▶ [GIVEN PROBLEM]:
Rewrite the listing below so that every "Target" becomes "Query", with everything else left unchanged.
[begin TASK DATA]
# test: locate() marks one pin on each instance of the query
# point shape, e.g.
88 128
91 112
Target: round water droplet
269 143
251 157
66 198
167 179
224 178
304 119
[end TASK DATA]
▶ [FINAL RESULT]:
# test: locate() marks one pin on each instance of the query
# point shape, e.g.
88 128
91 112
Query: round water droplet
269 143
251 157
66 198
167 179
224 178
304 119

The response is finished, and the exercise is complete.